Start of Records provided

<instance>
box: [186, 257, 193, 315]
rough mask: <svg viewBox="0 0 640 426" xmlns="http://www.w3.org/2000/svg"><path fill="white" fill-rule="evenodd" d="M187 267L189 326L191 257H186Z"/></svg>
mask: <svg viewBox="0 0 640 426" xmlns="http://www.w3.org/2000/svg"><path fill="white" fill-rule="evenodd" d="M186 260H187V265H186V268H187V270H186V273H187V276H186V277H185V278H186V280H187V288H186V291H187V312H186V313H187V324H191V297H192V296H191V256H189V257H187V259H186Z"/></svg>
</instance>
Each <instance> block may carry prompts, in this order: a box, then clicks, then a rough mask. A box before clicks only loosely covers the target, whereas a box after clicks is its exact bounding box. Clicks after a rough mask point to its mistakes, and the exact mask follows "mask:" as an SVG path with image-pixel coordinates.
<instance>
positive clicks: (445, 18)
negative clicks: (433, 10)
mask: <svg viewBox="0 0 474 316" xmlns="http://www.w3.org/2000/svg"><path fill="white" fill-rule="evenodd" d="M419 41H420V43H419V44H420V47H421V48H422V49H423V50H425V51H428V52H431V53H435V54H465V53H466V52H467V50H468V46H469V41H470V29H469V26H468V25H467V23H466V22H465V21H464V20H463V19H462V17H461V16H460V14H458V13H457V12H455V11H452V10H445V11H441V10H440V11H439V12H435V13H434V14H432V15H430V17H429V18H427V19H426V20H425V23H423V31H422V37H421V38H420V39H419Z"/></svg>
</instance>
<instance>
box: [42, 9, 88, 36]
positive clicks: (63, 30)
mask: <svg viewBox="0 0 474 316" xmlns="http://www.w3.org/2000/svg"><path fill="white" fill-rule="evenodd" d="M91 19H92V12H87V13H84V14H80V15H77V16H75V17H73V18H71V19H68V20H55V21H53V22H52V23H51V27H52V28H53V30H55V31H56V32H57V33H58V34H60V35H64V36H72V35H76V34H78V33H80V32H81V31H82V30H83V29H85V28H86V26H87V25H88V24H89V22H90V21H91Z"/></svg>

End of Records provided

What is needed » Transcribe the rows word for word, starting at the very beginning of the rows and ending with the line that contains "rough mask: <svg", that line included.

Solved problem »
<instance>
box: [186, 257, 193, 315]
rough mask: <svg viewBox="0 0 640 426" xmlns="http://www.w3.org/2000/svg"><path fill="white" fill-rule="evenodd" d="M187 267L189 326L191 257H186Z"/></svg>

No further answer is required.